====== EXTRACTED TEXT
/reasoning-baselines

Strong transformer-based baselines for reasoning upon multiple texts

Primary LanguagePythonApache License 2.0Apache-2.0

This repository contains the implementation of the baseline models for FEVER fact-checking described in the following paper:

Kateryna Tymoshenko and Alessandro Moschitti. (2021). Strong and Light Baseline Models for Fact-Checking Joint Inference. Findings of ACL.

Table of contents

The task

In FEVER, given a claim, C, and a collection of approximately five million Wikipedia pages, W, the task is to predict whether C is supported (SUPPORTS) or refuted (REFUTES) by W, or whether there is not enough information (NOT ENOUGH INFO) in W to support or refute C. If C is classified as SUPPORTS or REFUTES, the respective evidence should be provided.

The overall task is complex, as one needs to:

  1. Retrieve the documents that contain the evidence (document retrieval);
  2. Select relevant evidence (evidence selection);
  3. Label the claim given the evidence (evidence reasoning).

In our work, we focus only on the last step of evidence reasoning. Formally, given a claim, C, and a list of top K evidence sentences, (E_1;...;E_K), selected by the evidence selection component from the documents retrieved by the document retrieval block, our components predict the claim label (SUPPORTS/REFUTES/NOT ENOUGH INFO).

The figure below illustrates how the FEVER pipeline is applied to a specific claim and which parts of it the models proposed in this repository correspond to:

FEVER pipeline when applied to a specific claim

For the full task description please refer to the dataset and shared task description papers:

Installation

Create a condas environment and install huggingface, allennlp and pandas within it.

git clone https://github.com/iKernels/reasoning-baselines.git
cd reasoning-baselines
conda create --name ikrnbsl python=3.6.6
conda activate ikrnbsl
python -m pip install -r requirements.txt

In the explanations below we will assume that the path to the reasoning-baselines folder is stored in the ${base_fld} variable.

The input data

Download the official FEVER corpus

Download the original gold-standard FEVER reference data from the official FEVER task web-site: train set (train.jsonl), development set (shared_task_dev.jsonl), test set (shared_task_test.jsonl).

Below we will assume that you have downloaded the gold-standard reference files to the folder ${gold_reference_dir}.

Evidence reasoning input data

The models in this repo only predict the label of the claim given a set of evidence pieces retrieved by document (DocIR) and evidence selection (ES) engines.

We re-use the output of the DocIR and ES components by the authors of: Liu, Z., Xiong, C., & Sun, M. (2020). Kernel Graph Attention Network for Fact Verification. In ACL.
============
◆ **QUESTIONS ON THE MATERIAL**
(1) In the FEVER baselines repository page, rewrite the stretch from "In our work, we" through "pandas within it.", substituting "statement" for "claim".
(2) In the FEVER baselines repository page, which Python version does the conda environment creation command specify?
====== INFORMATION
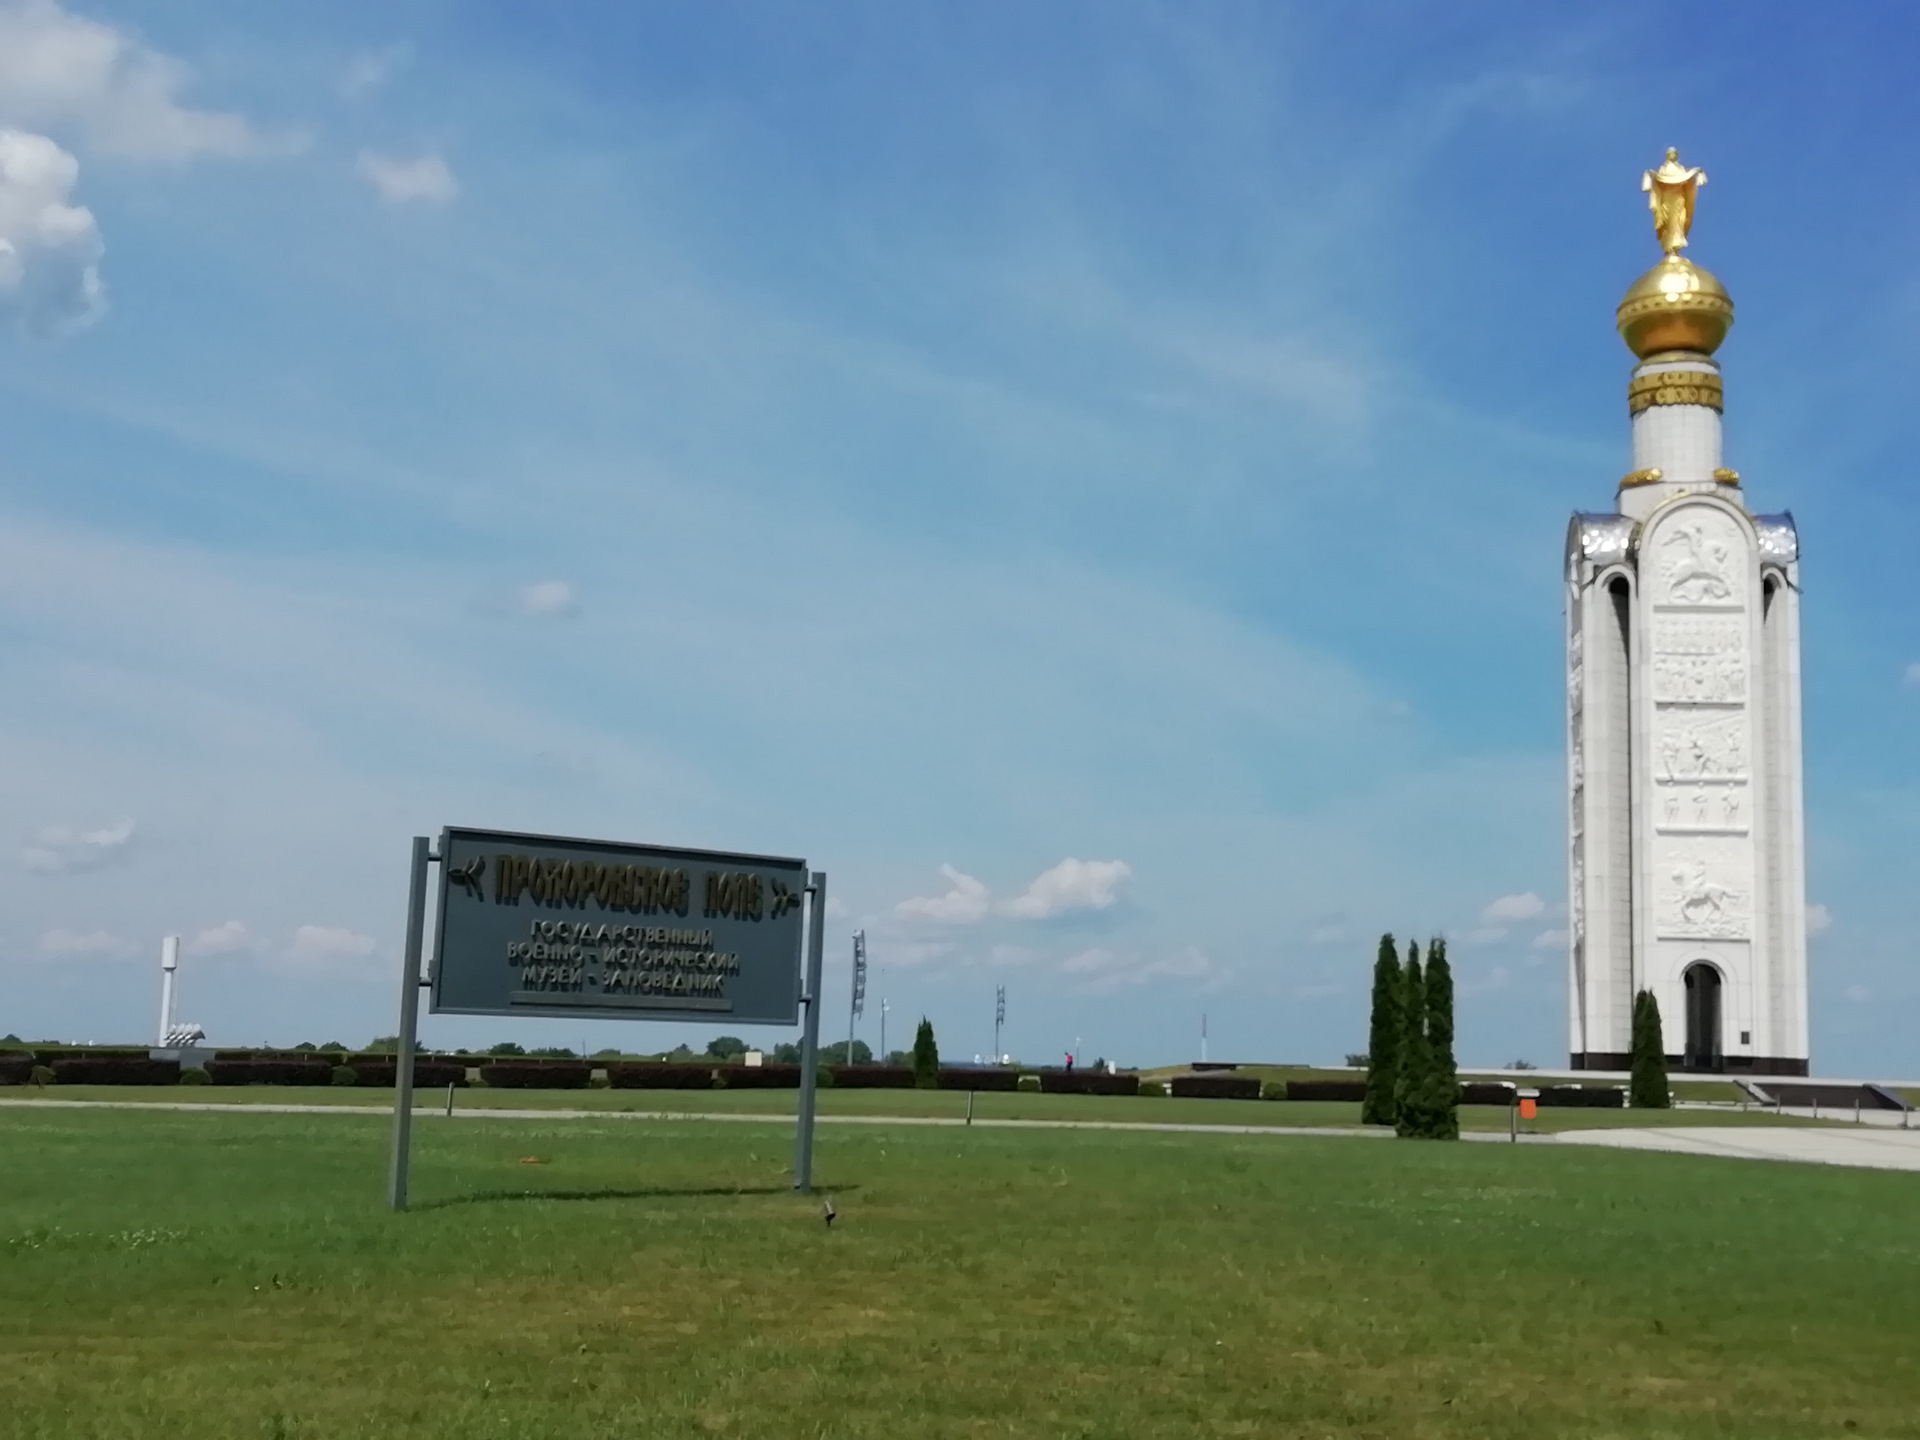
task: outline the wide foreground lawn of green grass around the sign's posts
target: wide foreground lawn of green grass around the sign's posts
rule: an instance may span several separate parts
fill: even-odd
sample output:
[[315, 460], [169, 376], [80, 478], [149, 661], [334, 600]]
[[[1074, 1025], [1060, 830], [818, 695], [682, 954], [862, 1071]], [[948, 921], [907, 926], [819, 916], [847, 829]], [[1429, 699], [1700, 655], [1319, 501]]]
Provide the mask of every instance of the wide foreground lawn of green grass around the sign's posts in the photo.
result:
[[[0, 1110], [0, 1434], [1920, 1436], [1912, 1175]], [[538, 1160], [541, 1164], [526, 1164]]]

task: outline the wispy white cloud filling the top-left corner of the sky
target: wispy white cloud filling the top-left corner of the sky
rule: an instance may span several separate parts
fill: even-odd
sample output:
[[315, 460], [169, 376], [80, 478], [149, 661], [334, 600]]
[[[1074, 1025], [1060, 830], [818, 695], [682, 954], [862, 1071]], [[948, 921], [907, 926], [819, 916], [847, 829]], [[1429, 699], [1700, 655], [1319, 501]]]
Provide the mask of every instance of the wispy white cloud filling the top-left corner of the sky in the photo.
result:
[[0, 123], [75, 127], [102, 152], [192, 159], [286, 150], [242, 115], [188, 109], [190, 71], [56, 0], [0, 0]]

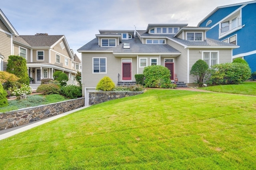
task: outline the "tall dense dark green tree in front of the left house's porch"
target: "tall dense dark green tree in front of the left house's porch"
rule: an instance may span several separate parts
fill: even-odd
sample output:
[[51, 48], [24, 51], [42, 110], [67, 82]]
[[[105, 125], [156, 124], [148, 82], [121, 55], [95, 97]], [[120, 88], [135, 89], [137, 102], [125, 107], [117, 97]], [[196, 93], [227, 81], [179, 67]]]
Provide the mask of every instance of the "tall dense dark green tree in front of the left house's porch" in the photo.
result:
[[26, 66], [26, 59], [17, 55], [10, 55], [6, 71], [19, 77], [18, 82], [29, 85], [29, 77]]

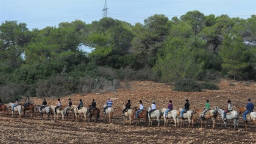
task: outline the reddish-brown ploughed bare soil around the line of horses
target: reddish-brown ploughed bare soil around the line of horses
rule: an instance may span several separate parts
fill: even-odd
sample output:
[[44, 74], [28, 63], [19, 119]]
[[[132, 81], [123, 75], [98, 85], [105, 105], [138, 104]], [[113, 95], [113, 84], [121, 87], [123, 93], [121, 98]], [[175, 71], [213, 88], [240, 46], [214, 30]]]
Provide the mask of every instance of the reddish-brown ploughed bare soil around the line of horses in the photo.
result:
[[[101, 109], [101, 120], [98, 123], [87, 122], [84, 118], [80, 122], [75, 122], [70, 117], [68, 121], [40, 120], [37, 117], [31, 118], [29, 112], [22, 118], [16, 114], [12, 118], [11, 111], [7, 117], [0, 112], [0, 143], [256, 143], [256, 126], [249, 123], [249, 131], [244, 131], [244, 123], [241, 120], [239, 128], [233, 130], [233, 122], [227, 122], [227, 129], [224, 129], [223, 121], [218, 116], [216, 128], [210, 129], [212, 120], [208, 120], [207, 128], [200, 128], [199, 118], [193, 128], [187, 128], [188, 122], [182, 128], [174, 128], [173, 120], [169, 120], [168, 127], [163, 127], [163, 119], [158, 128], [154, 120], [152, 127], [144, 126], [141, 123], [132, 126], [128, 123], [123, 125], [121, 111], [130, 99], [132, 108], [138, 106], [139, 100], [142, 100], [144, 107], [148, 108], [152, 100], [155, 100], [157, 109], [166, 108], [168, 101], [172, 100], [174, 109], [182, 107], [185, 99], [190, 100], [191, 109], [204, 108], [205, 100], [210, 100], [211, 108], [219, 106], [227, 107], [227, 100], [231, 100], [234, 110], [238, 106], [246, 106], [247, 98], [251, 98], [256, 103], [256, 83], [244, 81], [222, 80], [218, 84], [221, 88], [218, 91], [204, 90], [203, 92], [176, 92], [172, 91], [172, 86], [164, 83], [155, 83], [152, 81], [132, 81], [130, 83], [121, 83], [121, 87], [116, 92], [92, 92], [86, 95], [68, 95], [61, 98], [62, 105], [68, 105], [68, 98], [73, 100], [73, 105], [78, 105], [79, 99], [84, 101], [84, 106], [88, 108], [91, 100], [96, 100], [97, 106]], [[233, 85], [233, 86], [232, 86]], [[113, 122], [108, 123], [102, 114], [102, 106], [107, 97], [113, 99]], [[36, 104], [42, 103], [40, 98], [32, 98]], [[57, 105], [57, 98], [48, 98], [48, 105]]]

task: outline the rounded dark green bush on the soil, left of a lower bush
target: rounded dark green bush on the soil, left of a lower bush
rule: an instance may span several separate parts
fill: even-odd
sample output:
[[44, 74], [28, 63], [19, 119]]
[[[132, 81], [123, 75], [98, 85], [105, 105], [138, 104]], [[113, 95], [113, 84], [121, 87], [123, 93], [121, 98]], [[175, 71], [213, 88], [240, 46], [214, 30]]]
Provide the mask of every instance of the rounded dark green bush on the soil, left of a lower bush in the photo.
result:
[[190, 78], [183, 78], [174, 83], [174, 91], [201, 92], [202, 88], [197, 81]]

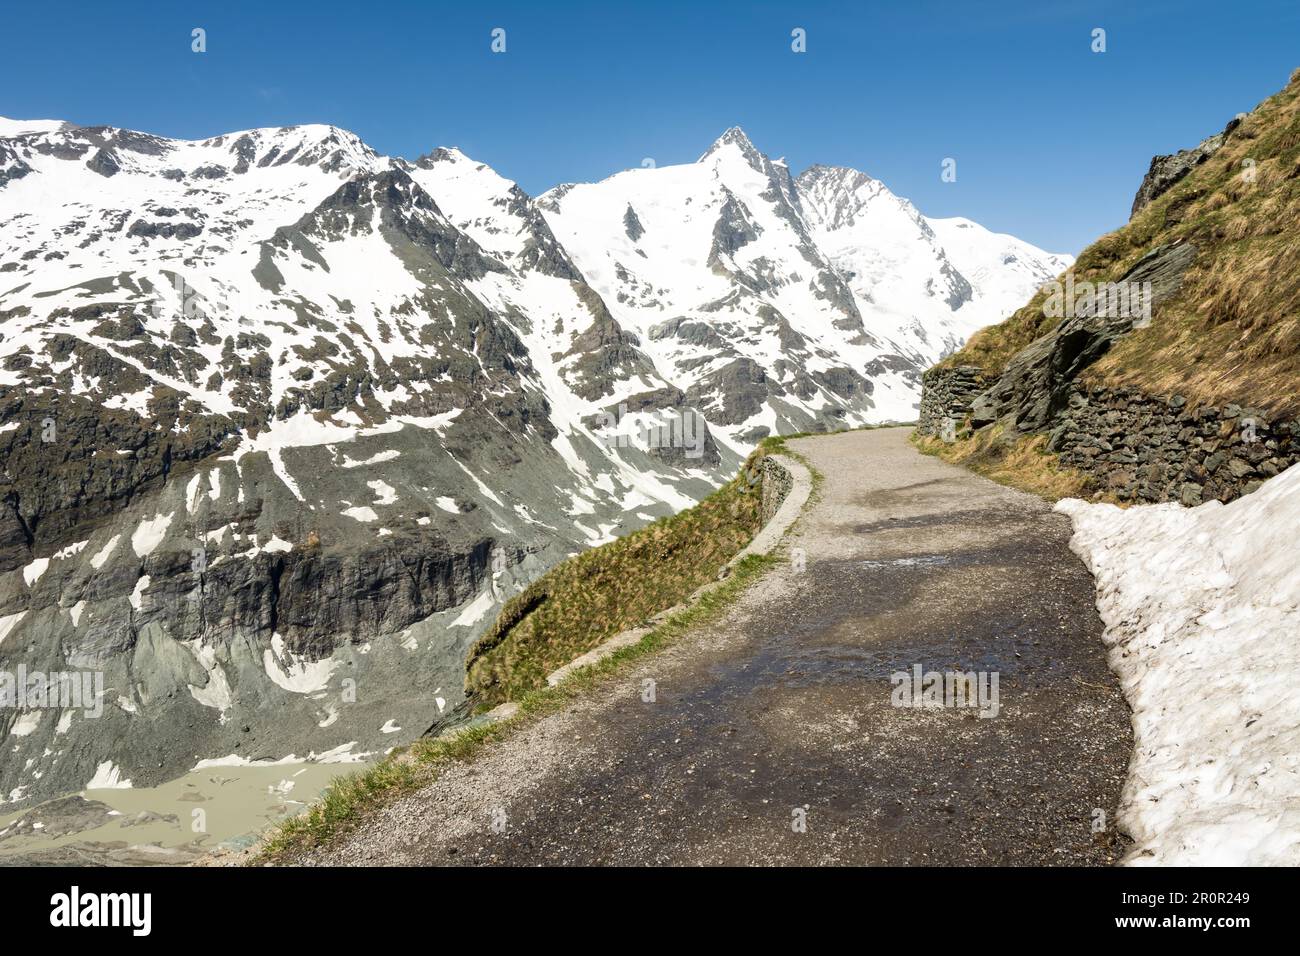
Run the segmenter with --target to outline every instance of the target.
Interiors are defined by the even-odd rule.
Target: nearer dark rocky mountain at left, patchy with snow
[[[680,455],[586,424],[694,410],[532,200],[489,183],[480,243],[436,165],[0,139],[5,803],[382,753],[455,713],[508,593],[740,460],[703,419]]]

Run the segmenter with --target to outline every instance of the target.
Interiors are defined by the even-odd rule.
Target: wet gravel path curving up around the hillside
[[[803,570],[299,862],[1117,860],[1130,718],[1069,520],[907,433],[792,442]],[[916,665],[996,672],[997,715],[894,706]]]

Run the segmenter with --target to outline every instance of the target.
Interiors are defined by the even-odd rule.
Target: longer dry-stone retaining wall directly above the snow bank
[[[1300,462],[1300,421],[1180,395],[1074,388],[1048,449],[1121,501],[1228,502]]]

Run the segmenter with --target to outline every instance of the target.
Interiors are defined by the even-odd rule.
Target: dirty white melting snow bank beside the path
[[[1127,862],[1300,864],[1300,467],[1226,506],[1057,511],[1134,710]]]

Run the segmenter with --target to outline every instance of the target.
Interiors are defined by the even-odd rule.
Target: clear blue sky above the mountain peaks
[[[1153,153],[1280,88],[1297,39],[1296,0],[10,3],[0,116],[328,122],[391,155],[460,146],[534,195],[740,125],[794,172],[852,165],[930,216],[1078,252],[1124,222]]]

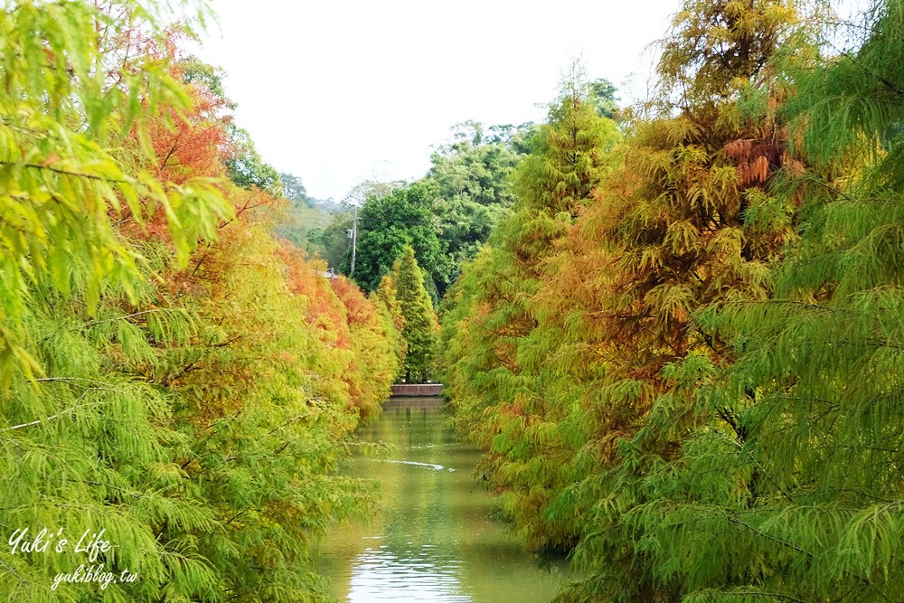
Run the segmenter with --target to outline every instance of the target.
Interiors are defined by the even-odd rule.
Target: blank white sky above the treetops
[[[642,90],[645,48],[679,0],[215,0],[199,54],[223,68],[260,155],[341,200],[366,179],[413,180],[466,119],[541,121],[581,57],[590,79]]]

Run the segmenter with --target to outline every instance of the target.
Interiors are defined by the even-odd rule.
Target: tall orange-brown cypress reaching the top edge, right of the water
[[[706,422],[699,386],[734,358],[730,338],[699,316],[767,299],[768,269],[794,239],[795,204],[774,187],[802,165],[786,154],[777,107],[787,87],[774,61],[799,19],[785,0],[684,2],[662,42],[660,90],[620,149],[625,163],[555,260],[560,275],[541,297],[581,419],[580,429],[562,425],[578,479],[551,513],[585,526],[575,560],[588,570],[564,600],[687,592],[687,576],[669,572],[678,561],[656,555],[635,513],[649,502],[651,473],[670,470]],[[573,308],[567,321],[555,319],[562,306]]]

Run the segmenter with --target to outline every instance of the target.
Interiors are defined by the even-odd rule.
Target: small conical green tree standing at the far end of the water
[[[396,260],[392,281],[404,318],[401,333],[407,344],[405,380],[427,382],[433,372],[439,325],[424,287],[424,274],[411,247],[406,247],[401,258]]]

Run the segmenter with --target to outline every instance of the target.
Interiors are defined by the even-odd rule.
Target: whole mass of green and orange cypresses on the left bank
[[[227,177],[183,10],[0,12],[4,600],[321,600],[313,540],[372,507],[338,469],[400,374],[392,291],[330,283]]]

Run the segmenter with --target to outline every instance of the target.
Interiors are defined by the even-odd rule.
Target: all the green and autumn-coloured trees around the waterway
[[[340,203],[180,6],[0,10],[7,600],[329,600],[354,431],[436,379],[557,601],[904,599],[904,1],[683,0],[648,98],[572,70]]]

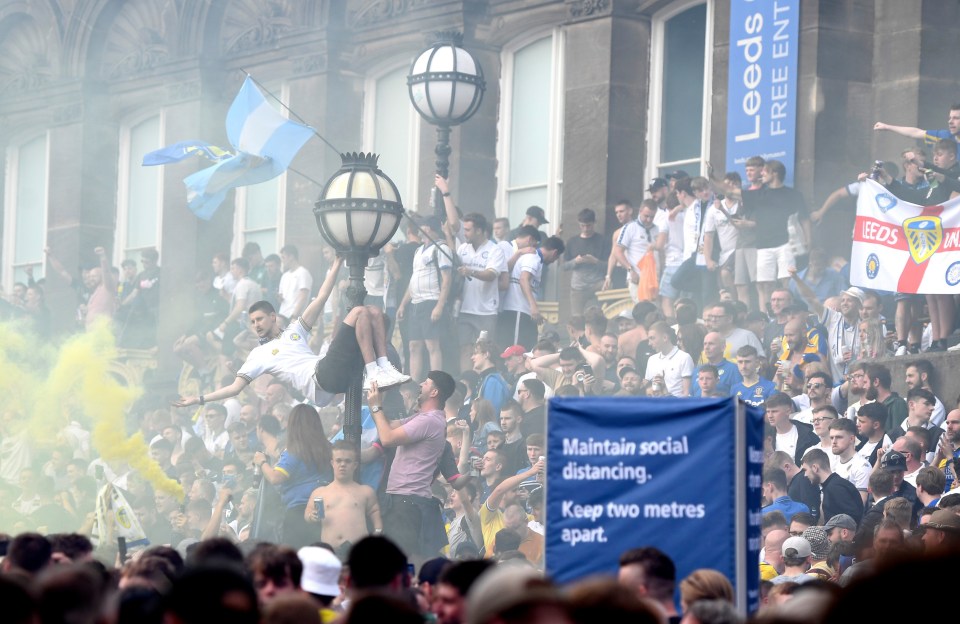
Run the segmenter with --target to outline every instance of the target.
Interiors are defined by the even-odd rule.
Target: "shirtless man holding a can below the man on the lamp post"
[[[318,487],[310,493],[303,517],[307,522],[322,522],[323,541],[333,546],[337,553],[346,554],[353,544],[367,536],[367,520],[373,525],[375,535],[383,532],[377,494],[369,485],[353,479],[357,469],[356,449],[345,440],[334,442],[333,482]],[[321,518],[314,499],[323,499],[324,516]]]

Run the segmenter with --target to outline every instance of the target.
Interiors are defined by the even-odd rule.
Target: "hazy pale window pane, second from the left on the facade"
[[[160,117],[151,117],[130,129],[130,157],[127,162],[126,249],[129,252],[157,247],[160,210],[160,167],[141,165],[143,155],[160,148]],[[136,254],[134,254],[136,255]]]

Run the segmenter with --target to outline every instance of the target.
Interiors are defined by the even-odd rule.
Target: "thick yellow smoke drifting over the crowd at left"
[[[106,461],[124,462],[154,488],[183,499],[183,488],[150,458],[142,434],[126,435],[126,411],[140,388],[121,385],[110,373],[116,357],[106,323],[70,337],[59,348],[22,328],[0,325],[0,392],[8,410],[27,416],[28,435],[39,446],[77,419],[92,427],[92,446]]]

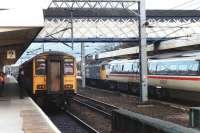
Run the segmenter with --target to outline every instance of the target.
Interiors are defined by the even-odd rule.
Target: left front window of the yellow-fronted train
[[[46,75],[46,61],[45,59],[36,59],[35,74]]]

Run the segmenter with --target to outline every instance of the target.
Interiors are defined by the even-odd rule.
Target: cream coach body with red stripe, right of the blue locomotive
[[[118,90],[139,88],[138,60],[114,60],[104,64],[104,67],[100,64],[99,69],[102,68],[106,68],[104,73],[100,74],[104,76],[99,76],[98,81],[103,81],[107,86]],[[176,95],[186,92],[184,97],[192,92],[190,98],[198,95],[196,99],[200,99],[200,93],[195,94],[195,92],[200,92],[200,61],[198,58],[149,60],[147,78],[149,91],[158,89],[174,91]],[[91,77],[87,79],[93,80]],[[137,87],[133,87],[133,84]]]

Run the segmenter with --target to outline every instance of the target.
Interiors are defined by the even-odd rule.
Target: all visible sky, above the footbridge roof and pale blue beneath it
[[[24,9],[24,8],[40,8],[46,9],[52,0],[0,0],[0,9]],[[200,0],[146,0],[146,9],[185,9],[194,10],[200,9]],[[86,44],[89,45],[89,44]],[[90,47],[86,48],[86,52],[94,53],[94,47],[98,44],[92,44]],[[29,47],[29,51],[41,48],[42,44],[32,44]],[[80,44],[75,45],[76,51],[72,51],[70,48],[64,46],[61,43],[58,44],[45,44],[45,51],[51,50],[61,50],[65,52],[71,52],[80,59]],[[96,50],[97,51],[97,50]],[[33,53],[40,53],[41,49],[34,51]],[[28,57],[28,55],[27,55]]]

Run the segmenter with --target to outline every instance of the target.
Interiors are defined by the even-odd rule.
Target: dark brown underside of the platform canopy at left
[[[41,27],[0,27],[0,64],[15,63]],[[9,51],[14,51],[15,57],[8,59]]]

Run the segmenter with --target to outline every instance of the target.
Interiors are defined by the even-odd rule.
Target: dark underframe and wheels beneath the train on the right
[[[99,79],[86,79],[86,85],[98,87],[101,89],[107,89],[111,91],[120,91],[127,94],[140,95],[140,86],[134,82],[117,82],[111,80],[99,80]],[[148,86],[148,95],[152,98],[170,100],[180,99],[183,101],[191,101],[195,103],[200,102],[200,93],[192,91],[184,91],[177,89],[161,88]]]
============
◆ **TASK-BY-TASK SOLUTIONS**
(1)
In our work, we focus only on the last step of evidence reasoning. Formally, given a statement, C, and a list of top K evidence sentences, (E_1;...;E_K), selected by the evidence selection component from the documents retrieved by the document retrieval block, our components predict the statement label (SUPPORTS/REFUTES/NOT ENOUGH INFO).

The figure below illustrates how the FEVER pipeline is applied to a specific statement and which parts of it the models proposed in this repository correspond to:

FEVER pipeline when applied to a specific statement

For the full task description please refer to the dataset and shared task description papers:

Installation

Create a condas environment and install huggingface, allennlp and pandas within it.

(2) Python 3.6.6